===== Supplied material

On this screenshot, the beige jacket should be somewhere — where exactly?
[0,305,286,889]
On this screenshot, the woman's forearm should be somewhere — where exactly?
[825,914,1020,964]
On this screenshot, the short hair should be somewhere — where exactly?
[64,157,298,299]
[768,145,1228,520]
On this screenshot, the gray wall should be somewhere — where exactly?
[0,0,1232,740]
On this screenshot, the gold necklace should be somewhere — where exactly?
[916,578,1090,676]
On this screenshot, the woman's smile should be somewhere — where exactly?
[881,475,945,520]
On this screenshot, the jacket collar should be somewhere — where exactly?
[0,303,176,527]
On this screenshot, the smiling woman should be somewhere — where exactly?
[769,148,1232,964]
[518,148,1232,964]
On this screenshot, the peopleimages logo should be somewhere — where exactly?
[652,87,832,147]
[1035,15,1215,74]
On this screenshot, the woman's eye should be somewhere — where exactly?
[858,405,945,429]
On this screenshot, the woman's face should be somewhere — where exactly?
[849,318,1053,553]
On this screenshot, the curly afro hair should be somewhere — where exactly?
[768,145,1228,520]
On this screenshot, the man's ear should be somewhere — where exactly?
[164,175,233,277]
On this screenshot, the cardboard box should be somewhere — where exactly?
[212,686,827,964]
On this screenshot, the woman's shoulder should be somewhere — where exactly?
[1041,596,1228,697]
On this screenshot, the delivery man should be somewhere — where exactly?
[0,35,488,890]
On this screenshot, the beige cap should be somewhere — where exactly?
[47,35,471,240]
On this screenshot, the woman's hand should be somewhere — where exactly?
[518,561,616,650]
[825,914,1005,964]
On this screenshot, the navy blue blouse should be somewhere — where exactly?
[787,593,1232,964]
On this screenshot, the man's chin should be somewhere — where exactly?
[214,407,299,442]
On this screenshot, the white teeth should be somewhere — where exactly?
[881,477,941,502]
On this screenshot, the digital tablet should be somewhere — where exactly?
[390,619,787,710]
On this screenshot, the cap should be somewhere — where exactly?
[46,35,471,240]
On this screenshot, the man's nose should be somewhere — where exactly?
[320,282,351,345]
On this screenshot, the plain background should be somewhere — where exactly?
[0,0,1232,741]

==========

_Exercise directions_
Copy out the rows above word for word, starting with the very first one and ending with the line that contains "[849,318,1053,553]", including that line.

_In response_
On this screenshot, the beige jacket should be somewhere — where exactly?
[0,305,286,889]
On this screenshot, the woman's forearm should be somewhere — where exactly?
[825,914,1020,964]
On this screenshot, the short hair should be somewhere — where exactly?
[64,157,298,299]
[768,145,1228,520]
On this screenshot, the gray wall should be somewhere — where exactly?
[0,0,1232,740]
On this screenshot, the gold necklace should be somewhere — where exactly?
[916,578,1090,676]
On this screenshot, the woman's smile should be somewhere — where exactly?
[881,475,945,520]
On this screenshot, the jacket collar should be somewhere — where exactly?
[0,303,176,527]
On this screenshot, the smiling woman should be somewhere — where exactly?
[769,148,1232,964]
[518,148,1232,964]
On this screenshot, the peopleimages logo should be somewhere — where exactly?
[652,87,832,147]
[1035,15,1215,74]
On this screenshot, the woman's eye should be somewhere — where exactly?
[858,405,945,429]
On this screenshot, the woman's face should be somewhere — where exactly?
[849,318,1053,553]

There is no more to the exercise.